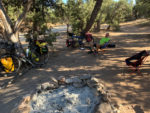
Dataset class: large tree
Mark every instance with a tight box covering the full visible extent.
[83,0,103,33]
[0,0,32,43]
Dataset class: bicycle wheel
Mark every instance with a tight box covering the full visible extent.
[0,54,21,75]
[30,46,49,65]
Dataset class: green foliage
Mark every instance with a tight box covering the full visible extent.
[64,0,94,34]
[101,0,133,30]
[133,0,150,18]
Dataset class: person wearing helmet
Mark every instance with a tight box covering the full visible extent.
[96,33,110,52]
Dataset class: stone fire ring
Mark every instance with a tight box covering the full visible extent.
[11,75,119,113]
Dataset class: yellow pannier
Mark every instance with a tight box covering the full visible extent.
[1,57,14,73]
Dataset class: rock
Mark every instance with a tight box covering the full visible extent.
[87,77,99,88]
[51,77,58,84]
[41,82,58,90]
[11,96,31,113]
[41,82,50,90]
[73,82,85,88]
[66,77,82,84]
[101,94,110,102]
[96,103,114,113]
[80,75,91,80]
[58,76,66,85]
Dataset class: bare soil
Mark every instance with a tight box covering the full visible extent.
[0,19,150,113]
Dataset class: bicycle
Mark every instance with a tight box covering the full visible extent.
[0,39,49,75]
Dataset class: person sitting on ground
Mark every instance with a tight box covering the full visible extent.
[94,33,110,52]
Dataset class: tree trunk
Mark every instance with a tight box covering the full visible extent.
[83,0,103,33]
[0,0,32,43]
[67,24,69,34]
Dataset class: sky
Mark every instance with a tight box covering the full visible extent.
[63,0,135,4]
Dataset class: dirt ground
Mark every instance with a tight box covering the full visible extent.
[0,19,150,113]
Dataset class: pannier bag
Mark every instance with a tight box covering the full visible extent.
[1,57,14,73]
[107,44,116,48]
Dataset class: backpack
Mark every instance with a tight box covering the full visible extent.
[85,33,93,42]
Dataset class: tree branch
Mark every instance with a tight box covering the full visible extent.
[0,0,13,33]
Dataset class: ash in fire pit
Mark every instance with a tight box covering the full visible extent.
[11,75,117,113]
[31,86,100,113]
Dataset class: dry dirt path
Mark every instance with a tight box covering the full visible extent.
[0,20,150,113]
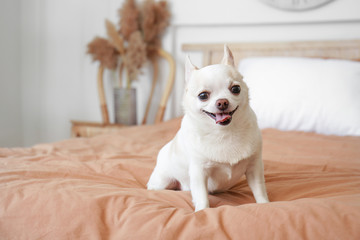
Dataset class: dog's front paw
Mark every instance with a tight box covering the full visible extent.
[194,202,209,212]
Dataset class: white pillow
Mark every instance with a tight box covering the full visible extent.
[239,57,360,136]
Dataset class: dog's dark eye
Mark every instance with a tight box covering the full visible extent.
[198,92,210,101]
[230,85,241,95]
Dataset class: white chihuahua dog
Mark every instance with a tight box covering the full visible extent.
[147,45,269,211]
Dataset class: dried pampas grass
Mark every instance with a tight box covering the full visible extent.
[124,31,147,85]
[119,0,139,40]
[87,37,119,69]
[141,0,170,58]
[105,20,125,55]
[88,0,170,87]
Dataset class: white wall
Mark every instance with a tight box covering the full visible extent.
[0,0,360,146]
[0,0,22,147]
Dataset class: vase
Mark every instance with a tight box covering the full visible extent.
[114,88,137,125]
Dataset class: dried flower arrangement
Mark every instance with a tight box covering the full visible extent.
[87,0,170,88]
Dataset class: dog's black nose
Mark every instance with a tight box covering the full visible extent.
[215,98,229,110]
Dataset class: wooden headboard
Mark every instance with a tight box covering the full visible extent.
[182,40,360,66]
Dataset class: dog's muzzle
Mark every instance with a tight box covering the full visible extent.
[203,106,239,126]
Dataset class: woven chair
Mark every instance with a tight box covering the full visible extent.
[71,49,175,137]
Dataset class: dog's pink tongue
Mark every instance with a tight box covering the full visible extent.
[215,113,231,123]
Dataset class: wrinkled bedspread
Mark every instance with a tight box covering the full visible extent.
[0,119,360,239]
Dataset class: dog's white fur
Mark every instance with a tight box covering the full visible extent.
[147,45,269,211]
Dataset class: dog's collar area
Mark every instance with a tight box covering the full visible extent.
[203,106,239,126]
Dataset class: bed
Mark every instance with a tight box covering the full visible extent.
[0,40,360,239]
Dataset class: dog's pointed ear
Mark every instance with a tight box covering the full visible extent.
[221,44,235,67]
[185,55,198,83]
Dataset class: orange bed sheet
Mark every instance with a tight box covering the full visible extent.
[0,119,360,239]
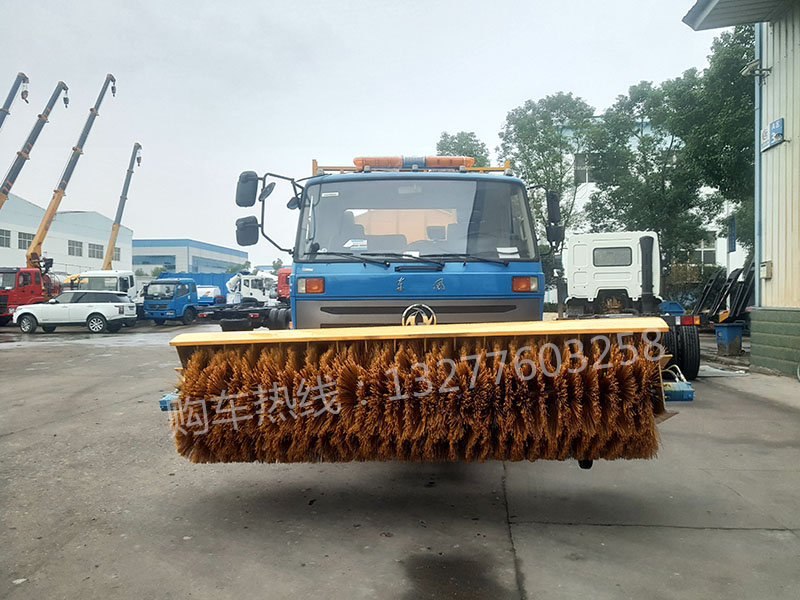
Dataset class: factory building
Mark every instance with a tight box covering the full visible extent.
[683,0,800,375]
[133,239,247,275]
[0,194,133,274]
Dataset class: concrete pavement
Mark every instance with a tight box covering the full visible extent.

■ ■ ■ ■ ■ ■ ■

--- What to work on ---
Output the part of the listing that opens with the line containing "Dataset class: dog's collar area" and closes with the last line of the listing as a JSON list of strings, one string per line, with blank lines and pictures left out.

--- Correct result ---
[
  "Dataset class: dog's collar area",
  "Mark every instance with a tight box covering the full visible extent.",
  "[203,106,239,126]",
  "Dataset class: bed",
  "Mark every instance with a tight box covering the full visible extent.",
  "[0,40,360,239]",
  "Dataset class: dog's pointed ear",
  "Mark every instance with a tight box covering the full visible extent.",
  "[221,44,235,67]",
  "[185,55,198,83]",
  "Dataset class: orange bed sheet",
  "Mark every instance with a tight box covering the full visible extent.",
  "[0,119,360,239]",
  "Dataset class: factory building",
  "Mark every instance with a tight box covering the full visible extent.",
  "[683,0,800,375]",
  "[133,239,247,275]",
  "[0,194,133,274]",
  "Dataset class: concrete pavement",
  "Mark every instance with a tight box covering the full visible extent."
]